Records drawn from a dataset
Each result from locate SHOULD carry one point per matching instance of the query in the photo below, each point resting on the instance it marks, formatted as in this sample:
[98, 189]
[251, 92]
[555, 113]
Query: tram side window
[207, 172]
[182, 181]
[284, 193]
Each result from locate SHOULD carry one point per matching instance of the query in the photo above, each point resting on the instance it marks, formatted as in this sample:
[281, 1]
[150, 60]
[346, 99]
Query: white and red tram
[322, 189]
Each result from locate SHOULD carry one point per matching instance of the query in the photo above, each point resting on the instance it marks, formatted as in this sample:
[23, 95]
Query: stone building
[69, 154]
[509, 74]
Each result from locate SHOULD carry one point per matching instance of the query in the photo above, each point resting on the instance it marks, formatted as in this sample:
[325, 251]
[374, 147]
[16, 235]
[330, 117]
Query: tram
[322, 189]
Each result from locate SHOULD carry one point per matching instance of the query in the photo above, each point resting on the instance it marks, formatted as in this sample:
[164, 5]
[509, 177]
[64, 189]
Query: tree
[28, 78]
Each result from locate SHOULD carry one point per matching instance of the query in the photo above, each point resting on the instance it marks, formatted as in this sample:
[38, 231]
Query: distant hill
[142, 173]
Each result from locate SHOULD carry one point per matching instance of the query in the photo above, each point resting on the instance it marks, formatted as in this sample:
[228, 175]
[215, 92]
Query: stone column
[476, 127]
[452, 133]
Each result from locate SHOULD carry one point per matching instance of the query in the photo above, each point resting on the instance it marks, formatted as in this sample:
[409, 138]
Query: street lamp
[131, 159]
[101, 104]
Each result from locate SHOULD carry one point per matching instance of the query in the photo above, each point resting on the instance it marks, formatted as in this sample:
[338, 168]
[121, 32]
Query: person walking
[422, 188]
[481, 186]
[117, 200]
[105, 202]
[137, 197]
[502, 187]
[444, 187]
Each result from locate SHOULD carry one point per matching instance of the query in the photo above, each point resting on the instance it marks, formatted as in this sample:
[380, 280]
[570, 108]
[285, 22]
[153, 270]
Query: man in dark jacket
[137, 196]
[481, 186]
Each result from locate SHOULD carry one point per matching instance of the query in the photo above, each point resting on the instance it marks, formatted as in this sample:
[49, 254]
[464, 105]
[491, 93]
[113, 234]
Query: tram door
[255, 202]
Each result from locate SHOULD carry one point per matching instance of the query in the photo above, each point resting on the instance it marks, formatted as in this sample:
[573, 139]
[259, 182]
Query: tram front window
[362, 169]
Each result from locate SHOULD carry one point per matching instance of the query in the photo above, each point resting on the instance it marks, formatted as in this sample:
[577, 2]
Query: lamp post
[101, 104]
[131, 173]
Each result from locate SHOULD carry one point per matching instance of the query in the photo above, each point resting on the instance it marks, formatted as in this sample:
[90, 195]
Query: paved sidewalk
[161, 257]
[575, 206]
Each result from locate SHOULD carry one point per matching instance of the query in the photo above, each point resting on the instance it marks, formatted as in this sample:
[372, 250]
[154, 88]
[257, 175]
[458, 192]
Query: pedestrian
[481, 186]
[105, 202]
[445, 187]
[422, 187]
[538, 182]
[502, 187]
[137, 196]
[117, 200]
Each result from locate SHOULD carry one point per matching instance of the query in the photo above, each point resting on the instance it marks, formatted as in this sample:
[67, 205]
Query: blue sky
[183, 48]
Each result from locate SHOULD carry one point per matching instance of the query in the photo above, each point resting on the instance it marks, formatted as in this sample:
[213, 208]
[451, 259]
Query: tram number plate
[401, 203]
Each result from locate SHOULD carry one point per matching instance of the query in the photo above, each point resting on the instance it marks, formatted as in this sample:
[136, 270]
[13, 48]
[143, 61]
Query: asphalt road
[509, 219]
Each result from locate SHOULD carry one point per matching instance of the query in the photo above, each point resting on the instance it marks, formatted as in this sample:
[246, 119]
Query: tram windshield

Your instructions -
Send back every entry precisely as given.

Exercise result -
Each result from locate SHOULD carry one point per matching instance of the query in the photo below, each point resting on the instance it marks, formatted as in this sample:
[98, 189]
[251, 92]
[555, 113]
Query: tram side window
[207, 172]
[182, 181]
[284, 193]
Each result from locate SHOULD carry one point per matching instance of the query in the photo above, each point resting on the instance it marks, formatted as in this sample:
[281, 1]
[150, 60]
[346, 99]
Query: white and red tram
[322, 189]
Each result from locate SHOULD carry one point per matching instance of the query in the photo above, each point resting on the instance it marks, formatted as in this sample:
[23, 95]
Query: stone building
[69, 154]
[509, 74]
Each result from locate SHOULD carry one point per matching instance of the query in the photo above, each point resting on the instance it marks, formatted as in this sample:
[325, 251]
[374, 147]
[16, 235]
[330, 117]
Query: tram
[322, 189]
Each result from locate SHOULD carry one point per matching instance of the query in the photo above, each point resting on the instance it marks, formatted as in this sample:
[164, 5]
[509, 177]
[64, 189]
Query: tree
[28, 78]
Each result from locate SHOULD carry one point per matching instance of the query in the photo above, each point resting on the instance it marks, formatted as in this sample:
[38, 231]
Query: distant hill
[142, 173]
Each result from locate SHOULD carry one point per matching instance of the query in the photo above, each point resting on the instance it marks, formatted as in this sample:
[228, 175]
[215, 92]
Query: stone column
[476, 127]
[452, 133]
Each result from locate SHOULD carry one point per matching instance of the query in the photo above, each point resting on the instance it marks, formatted as in this sample:
[409, 138]
Query: street lamp
[131, 159]
[101, 104]
Each result from locate SHOULD carry one point per matching instance of the query in the photo above, each point resting on the instance it marks, formatted as in this sample:
[338, 168]
[121, 32]
Query: person walking
[422, 188]
[481, 186]
[117, 200]
[105, 202]
[137, 197]
[502, 187]
[444, 187]
Each result from locate SHOULD carry one point per matching instance of the query in the photo above, each point resting on the instance it marks, formatted as in this sample:
[380, 280]
[570, 108]
[285, 22]
[153, 270]
Query: man in dark jacket
[137, 196]
[481, 186]
Each result from locate SHOULD carry one point per matching instance of the query in the photo above, each point resting on the instance it marks, formatted as in this sample:
[49, 254]
[464, 105]
[491, 93]
[113, 234]
Query: tram door
[255, 202]
Each result from locate SHOULD carry one point per matching instance of the query in the photo above, each point resting on the instance it marks, formatted as in this sample:
[573, 139]
[259, 182]
Query: tram front window
[362, 169]
Each result from locate SHOULD carry one point per matching instance of the query in the photo above, each point resting on the instance it marks, formatted as in this sample:
[577, 2]
Query: lamp post
[101, 104]
[131, 173]
Each result from locate SHOULD carry one point per matching instance of the query in the photo above, each point resting on the instance it marks, formatted as in this sample:
[90, 195]
Query: paved sidewalk
[161, 257]
[575, 206]
Each result from locate SHOULD carry one point per matching instance of the query in the photo above, each point resting on the instance it marks, formatted as in this sample:
[372, 250]
[154, 88]
[257, 175]
[458, 192]
Query: pedestrian
[481, 186]
[105, 202]
[445, 187]
[422, 187]
[538, 182]
[502, 187]
[137, 196]
[117, 200]
Each result from locate SHOULD carry one point per matching instance of the query in the photo above, each point resting on the instance it marks, formatted as in this sample:
[67, 205]
Query: blue sky
[183, 48]
Each result from locate SHOULD carry one point per matching instance of the query in the photo above, each point resting on the instance it marks, formatted as in this sample:
[213, 208]
[451, 259]
Query: tram number plate
[401, 203]
Each result from locate SHOULD carry one point per matching instance of the query in the photo above, each point resting on the instance it marks, formatted as in this sample:
[136, 270]
[13, 48]
[143, 61]
Query: asphalt road
[509, 219]
Each result from locate SHOULD carry one point per matching instance of the query in the photo above, each point resting on the instance it marks, formatted as in this sample:
[246, 119]
Query: tram windshield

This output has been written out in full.